### Work to complete
1/ From the forum thread on Firefly snowboards, set down the passage between "I've never heard" and "at something else.", inclusive.
2/ In the forum thread on Firefly snowboards, which brands does DC5R say Firefly is probably on the same level as?
3/ Continue the forum thread on Firefly snowboards from its last post.

# just how bad is FIREFLY?



## fredericp64

I got into an argument with a buddy of mine about why he shouldn't buy Firefly board + bindings but couldn't really come up with solid ''in your face'' style arguments due to lack of experience.

Would you be better off gluing a crazy carpet to a 2x4?

What are your takes on this brand in general??


----------



## avenged1985

i guess they are alright for beginers. No expierence with them, so im not really much help. They have low end gear compared to other


----------



## DC5R

I've never heard of Firefly, but it's probably on the same level as Lamar, LTD, etc. It's a price point board. If your buddy is just riding occasionally, then the board will be fine. However, if he's serious about ridign and progressing, he might want to look at something else.

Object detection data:
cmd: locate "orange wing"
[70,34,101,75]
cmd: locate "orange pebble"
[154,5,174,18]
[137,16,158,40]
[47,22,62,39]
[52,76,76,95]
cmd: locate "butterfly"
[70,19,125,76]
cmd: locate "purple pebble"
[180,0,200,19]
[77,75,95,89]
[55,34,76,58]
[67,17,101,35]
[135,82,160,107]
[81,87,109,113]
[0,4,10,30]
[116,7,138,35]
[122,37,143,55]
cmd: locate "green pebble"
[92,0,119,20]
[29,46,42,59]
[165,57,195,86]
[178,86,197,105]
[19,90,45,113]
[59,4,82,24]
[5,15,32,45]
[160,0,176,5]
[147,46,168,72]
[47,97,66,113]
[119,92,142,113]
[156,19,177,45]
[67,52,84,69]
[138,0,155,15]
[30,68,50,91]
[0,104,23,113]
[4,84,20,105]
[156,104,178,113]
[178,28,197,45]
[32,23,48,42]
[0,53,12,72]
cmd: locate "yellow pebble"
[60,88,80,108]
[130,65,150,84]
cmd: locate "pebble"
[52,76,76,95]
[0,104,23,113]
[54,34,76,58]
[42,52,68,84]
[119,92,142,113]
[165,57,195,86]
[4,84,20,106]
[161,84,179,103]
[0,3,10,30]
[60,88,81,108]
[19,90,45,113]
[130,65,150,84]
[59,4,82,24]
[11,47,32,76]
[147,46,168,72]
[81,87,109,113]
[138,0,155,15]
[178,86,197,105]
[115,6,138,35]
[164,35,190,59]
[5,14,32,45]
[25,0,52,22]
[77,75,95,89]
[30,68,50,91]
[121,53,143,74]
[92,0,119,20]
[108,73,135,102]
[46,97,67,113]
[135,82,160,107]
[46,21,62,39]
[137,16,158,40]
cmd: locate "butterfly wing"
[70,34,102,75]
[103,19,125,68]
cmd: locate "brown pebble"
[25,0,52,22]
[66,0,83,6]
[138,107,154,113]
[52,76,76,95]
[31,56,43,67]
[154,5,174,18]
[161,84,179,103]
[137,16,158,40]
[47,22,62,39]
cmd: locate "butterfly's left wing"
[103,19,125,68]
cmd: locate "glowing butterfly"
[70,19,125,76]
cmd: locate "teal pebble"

### Results by task
1/
I've never heard of Firefly, but it's probably on the same level as Lamar, LTD, etc. It's a price point board. If your buddy is just riding occasionally, then the board will be fine. However, if he's serious about ridign and progressing, he might want to look at something else.

2/ Lamar and LTD.

3/
----------



## Dano

Lamar, 5150, Firefly, Bitchboards, etc are definitely lower-end boards. Good for 9-year-old kids that'll outgrow gear after half a season's use, but you get what you pay for. And with these boards, you don't get much. If your buddy is serious about shredding he should get some decent gear. There are other ways to save on equipment, eBay, craigslist, brociety.com, whiskeymilitia.com, and 09 models are all affordable ways to pick up goods. Or wait till spring for this year's stuff to go on sale


----------



## legallyillegal

firefly is a forzani (sportchek, sportmart, etc) house brand

same level as ltd, lamar, etc


----------



## fredericp64

is it rental-quality or better?


----------



## Dano

fredericp64 said:


> is it rental-quality or better?


Depends where you're renting. I've seen 2010 Burton Customs with Cartel bindings being rented in Whistler, and I've seen step in bindings on a Head board for rent at the local hill. Personal gear can be better because it's taken care of better (sharpened edges, wax, less top sheet and edge damage), but that's no reason to rush into buying shit gear. Research, save some cash, and hunt down a deal on decent equipment, they're out there.


----------



## fredericp64

wow Whistler is pri beast lol that's like a 1000$ setup. noice!!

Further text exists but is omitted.